- Stored records
<<<<

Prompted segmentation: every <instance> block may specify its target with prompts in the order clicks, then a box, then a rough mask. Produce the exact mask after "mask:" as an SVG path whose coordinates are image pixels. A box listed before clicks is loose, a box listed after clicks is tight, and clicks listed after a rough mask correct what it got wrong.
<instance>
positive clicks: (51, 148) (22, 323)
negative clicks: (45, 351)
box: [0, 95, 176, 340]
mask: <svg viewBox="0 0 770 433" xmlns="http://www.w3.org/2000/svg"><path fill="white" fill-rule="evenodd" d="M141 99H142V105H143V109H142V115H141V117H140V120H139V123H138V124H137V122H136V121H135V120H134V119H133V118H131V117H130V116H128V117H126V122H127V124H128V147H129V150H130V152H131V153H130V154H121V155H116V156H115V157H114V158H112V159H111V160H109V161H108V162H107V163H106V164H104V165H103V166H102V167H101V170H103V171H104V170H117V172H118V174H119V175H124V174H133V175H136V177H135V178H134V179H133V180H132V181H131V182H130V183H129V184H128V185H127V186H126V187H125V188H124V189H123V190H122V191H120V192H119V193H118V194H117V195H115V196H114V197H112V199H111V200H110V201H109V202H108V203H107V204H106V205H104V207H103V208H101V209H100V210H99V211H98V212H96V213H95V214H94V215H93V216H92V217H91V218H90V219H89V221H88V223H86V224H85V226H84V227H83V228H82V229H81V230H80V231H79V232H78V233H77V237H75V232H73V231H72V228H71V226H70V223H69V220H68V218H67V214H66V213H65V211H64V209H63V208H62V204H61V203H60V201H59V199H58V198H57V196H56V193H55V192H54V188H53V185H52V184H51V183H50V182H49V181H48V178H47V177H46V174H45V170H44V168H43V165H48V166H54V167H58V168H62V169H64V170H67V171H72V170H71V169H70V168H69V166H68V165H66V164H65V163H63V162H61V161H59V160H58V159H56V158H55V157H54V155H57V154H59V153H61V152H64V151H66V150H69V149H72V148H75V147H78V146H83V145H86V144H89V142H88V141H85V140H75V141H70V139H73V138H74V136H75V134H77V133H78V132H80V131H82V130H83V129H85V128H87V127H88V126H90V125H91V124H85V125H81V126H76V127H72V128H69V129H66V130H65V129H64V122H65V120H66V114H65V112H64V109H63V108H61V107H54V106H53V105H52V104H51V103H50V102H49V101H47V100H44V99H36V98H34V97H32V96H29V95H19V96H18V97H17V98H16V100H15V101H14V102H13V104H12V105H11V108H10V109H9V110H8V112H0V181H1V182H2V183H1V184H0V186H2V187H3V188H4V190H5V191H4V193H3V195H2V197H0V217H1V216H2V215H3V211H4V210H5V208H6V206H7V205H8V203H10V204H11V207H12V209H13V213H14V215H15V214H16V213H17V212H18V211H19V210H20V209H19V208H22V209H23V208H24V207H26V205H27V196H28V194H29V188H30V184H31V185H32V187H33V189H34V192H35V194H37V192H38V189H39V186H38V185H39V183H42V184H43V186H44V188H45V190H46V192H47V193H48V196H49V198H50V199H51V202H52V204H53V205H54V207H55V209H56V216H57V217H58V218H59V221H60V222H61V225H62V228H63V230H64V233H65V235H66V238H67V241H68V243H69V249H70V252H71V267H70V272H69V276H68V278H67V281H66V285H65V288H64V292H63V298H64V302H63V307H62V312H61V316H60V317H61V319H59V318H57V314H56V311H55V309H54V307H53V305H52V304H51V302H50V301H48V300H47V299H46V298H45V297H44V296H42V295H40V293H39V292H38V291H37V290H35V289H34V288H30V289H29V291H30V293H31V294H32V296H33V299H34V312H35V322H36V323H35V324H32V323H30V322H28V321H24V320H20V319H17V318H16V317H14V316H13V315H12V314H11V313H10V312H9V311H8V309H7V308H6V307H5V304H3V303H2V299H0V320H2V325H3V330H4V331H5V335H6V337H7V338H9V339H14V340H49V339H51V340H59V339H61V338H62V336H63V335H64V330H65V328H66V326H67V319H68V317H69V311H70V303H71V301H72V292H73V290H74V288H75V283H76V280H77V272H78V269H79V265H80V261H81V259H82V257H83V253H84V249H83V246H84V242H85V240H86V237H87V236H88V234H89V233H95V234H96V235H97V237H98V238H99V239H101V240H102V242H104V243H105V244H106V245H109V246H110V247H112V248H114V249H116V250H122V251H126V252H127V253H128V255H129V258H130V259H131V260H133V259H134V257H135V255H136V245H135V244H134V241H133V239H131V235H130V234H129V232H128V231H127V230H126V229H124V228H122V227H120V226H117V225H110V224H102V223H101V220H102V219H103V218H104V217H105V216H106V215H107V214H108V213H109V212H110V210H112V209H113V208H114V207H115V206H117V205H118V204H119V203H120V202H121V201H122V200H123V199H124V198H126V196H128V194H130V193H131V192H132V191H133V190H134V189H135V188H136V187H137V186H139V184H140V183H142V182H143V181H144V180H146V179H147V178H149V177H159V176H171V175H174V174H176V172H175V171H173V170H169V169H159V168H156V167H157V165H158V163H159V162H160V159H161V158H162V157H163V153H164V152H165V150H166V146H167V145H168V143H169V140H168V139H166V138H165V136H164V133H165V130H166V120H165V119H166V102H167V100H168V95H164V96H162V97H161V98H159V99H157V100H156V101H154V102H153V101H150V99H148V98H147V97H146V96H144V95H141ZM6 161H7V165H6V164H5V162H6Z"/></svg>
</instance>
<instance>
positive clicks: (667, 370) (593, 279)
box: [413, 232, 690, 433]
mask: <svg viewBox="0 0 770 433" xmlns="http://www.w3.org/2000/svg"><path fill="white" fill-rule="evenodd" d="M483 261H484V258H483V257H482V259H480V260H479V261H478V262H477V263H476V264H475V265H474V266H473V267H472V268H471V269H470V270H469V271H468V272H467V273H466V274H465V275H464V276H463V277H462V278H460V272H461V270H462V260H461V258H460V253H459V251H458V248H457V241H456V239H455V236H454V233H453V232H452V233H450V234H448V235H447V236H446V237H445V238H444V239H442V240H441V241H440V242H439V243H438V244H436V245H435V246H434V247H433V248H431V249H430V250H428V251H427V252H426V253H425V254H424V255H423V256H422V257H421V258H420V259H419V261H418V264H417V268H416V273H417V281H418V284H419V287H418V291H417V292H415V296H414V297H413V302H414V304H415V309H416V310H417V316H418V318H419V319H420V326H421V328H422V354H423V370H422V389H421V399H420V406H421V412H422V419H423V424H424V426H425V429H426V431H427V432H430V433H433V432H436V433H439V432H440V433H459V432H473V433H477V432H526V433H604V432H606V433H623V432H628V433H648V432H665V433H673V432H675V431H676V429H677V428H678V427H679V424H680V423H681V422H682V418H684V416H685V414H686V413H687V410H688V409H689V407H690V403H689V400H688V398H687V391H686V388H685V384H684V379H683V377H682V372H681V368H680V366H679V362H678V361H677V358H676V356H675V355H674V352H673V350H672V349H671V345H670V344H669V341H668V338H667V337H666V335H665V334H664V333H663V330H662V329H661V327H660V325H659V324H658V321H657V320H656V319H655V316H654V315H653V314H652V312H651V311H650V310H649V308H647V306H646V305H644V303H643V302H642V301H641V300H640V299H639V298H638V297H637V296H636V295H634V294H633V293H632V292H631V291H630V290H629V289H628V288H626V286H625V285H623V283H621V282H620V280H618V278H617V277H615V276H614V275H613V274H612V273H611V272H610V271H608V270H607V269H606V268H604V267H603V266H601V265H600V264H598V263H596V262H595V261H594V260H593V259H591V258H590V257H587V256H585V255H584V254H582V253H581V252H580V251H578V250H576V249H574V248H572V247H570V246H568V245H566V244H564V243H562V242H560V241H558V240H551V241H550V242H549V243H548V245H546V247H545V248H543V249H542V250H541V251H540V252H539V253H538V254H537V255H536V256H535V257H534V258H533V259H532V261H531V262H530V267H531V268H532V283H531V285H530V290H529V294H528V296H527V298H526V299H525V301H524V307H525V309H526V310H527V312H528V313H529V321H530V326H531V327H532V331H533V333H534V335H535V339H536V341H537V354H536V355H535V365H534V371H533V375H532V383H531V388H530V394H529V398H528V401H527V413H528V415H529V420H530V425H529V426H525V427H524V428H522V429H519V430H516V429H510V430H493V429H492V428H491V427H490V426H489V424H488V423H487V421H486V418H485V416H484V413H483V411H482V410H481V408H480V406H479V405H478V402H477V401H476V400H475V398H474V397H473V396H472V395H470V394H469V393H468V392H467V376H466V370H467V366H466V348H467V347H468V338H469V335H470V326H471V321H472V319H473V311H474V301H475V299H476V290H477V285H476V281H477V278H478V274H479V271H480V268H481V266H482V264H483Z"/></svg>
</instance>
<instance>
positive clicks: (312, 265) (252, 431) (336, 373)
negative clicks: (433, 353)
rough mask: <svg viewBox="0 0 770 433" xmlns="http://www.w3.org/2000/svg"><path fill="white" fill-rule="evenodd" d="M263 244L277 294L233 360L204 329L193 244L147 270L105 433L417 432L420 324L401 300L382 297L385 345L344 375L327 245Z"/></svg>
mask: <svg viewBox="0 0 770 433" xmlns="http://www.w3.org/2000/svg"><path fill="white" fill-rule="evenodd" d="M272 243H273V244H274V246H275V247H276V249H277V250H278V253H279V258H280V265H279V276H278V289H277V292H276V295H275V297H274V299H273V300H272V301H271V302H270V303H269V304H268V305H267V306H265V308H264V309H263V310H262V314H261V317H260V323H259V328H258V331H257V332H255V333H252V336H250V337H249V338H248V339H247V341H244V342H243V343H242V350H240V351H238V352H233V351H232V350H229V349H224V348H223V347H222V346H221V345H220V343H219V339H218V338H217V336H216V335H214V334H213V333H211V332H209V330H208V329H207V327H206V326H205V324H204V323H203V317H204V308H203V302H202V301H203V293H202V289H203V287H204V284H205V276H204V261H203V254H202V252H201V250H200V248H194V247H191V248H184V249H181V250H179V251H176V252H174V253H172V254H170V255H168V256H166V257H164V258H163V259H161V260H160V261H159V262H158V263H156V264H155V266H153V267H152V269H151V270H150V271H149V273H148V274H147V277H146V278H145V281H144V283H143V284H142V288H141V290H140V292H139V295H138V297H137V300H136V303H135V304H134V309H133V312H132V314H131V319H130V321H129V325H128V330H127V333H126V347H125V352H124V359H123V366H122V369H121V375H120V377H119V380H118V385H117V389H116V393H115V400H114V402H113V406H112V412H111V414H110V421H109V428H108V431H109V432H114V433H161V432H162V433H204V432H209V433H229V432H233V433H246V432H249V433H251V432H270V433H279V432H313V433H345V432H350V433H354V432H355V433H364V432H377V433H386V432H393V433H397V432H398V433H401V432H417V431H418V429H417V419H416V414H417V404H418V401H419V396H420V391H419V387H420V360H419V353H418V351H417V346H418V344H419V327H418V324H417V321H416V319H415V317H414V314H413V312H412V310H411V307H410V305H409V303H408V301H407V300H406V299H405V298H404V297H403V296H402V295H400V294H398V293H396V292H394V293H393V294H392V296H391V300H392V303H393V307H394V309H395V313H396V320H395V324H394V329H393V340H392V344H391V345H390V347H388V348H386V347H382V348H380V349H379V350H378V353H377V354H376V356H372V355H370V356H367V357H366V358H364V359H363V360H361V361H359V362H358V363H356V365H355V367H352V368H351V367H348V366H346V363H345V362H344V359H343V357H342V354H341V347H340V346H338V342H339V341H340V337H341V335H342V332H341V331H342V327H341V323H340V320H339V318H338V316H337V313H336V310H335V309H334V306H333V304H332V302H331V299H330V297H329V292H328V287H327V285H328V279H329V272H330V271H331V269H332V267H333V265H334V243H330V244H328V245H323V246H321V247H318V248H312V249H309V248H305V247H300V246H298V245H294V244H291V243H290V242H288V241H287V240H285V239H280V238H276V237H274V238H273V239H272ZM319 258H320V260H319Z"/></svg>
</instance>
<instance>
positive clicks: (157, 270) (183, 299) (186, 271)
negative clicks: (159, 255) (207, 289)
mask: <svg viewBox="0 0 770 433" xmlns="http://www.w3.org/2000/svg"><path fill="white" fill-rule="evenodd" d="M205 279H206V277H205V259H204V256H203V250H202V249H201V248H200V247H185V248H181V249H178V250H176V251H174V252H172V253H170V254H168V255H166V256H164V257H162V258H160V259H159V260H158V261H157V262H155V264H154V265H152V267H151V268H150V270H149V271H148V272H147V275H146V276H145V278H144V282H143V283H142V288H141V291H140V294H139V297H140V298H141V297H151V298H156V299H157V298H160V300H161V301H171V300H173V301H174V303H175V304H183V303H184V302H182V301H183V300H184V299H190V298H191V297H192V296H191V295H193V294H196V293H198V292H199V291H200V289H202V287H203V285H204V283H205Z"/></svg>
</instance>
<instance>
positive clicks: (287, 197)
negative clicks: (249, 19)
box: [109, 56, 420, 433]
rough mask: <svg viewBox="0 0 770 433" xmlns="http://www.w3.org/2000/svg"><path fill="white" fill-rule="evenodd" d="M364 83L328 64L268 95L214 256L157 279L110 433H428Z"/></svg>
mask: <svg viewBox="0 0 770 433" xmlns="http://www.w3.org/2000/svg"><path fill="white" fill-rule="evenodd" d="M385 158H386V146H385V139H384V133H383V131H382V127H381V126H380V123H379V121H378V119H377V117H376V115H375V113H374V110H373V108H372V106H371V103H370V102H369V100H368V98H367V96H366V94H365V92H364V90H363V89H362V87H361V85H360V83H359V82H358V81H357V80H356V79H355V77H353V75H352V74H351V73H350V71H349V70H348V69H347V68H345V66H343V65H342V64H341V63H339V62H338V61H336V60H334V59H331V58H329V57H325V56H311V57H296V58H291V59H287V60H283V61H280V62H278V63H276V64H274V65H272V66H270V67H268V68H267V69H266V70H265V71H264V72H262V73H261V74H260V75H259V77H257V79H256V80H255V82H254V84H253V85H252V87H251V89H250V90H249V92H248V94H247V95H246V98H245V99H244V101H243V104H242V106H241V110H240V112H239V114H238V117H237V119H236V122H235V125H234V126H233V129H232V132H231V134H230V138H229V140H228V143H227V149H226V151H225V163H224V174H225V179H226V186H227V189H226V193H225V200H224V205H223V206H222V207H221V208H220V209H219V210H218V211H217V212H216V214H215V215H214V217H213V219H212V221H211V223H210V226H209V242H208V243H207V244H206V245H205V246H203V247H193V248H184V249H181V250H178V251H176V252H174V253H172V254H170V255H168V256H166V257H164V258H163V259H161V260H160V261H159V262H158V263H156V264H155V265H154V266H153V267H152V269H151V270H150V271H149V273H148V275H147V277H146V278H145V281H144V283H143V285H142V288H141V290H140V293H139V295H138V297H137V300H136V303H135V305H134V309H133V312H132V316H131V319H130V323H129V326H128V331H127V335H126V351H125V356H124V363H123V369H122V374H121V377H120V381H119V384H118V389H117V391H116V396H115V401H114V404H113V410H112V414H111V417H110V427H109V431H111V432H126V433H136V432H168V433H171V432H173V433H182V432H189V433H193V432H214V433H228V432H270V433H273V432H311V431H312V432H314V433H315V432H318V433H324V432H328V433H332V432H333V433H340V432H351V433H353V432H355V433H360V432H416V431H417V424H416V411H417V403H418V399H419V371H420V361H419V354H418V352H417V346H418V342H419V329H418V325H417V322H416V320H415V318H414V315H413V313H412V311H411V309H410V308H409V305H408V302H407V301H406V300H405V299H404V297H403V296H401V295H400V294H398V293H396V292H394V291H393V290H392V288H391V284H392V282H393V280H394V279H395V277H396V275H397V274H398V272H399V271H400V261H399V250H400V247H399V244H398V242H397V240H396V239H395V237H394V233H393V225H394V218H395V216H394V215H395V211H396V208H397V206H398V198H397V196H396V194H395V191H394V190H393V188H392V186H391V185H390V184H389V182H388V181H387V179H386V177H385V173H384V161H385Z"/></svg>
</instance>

>>>>

- Requirement
Change "rough mask" to "coarse mask" in the lines from the first one through the line that contains "box: [0, 95, 176, 340]", and give those lines back with nothing else altered.

- Exercise output
Prompted segmentation: every <instance> block may specify its target with prompts in the order clicks, then a box, then a coarse mask. Produce the exact mask after "mask:" as an SVG path whose coordinates are image pixels. A box listed before clicks is loose, a box listed after clicks is tight, and clicks listed after a coarse mask correct what it got wrong.
<instance>
positive clicks: (51, 148) (22, 323)
negative clicks: (45, 351)
box: [0, 95, 176, 340]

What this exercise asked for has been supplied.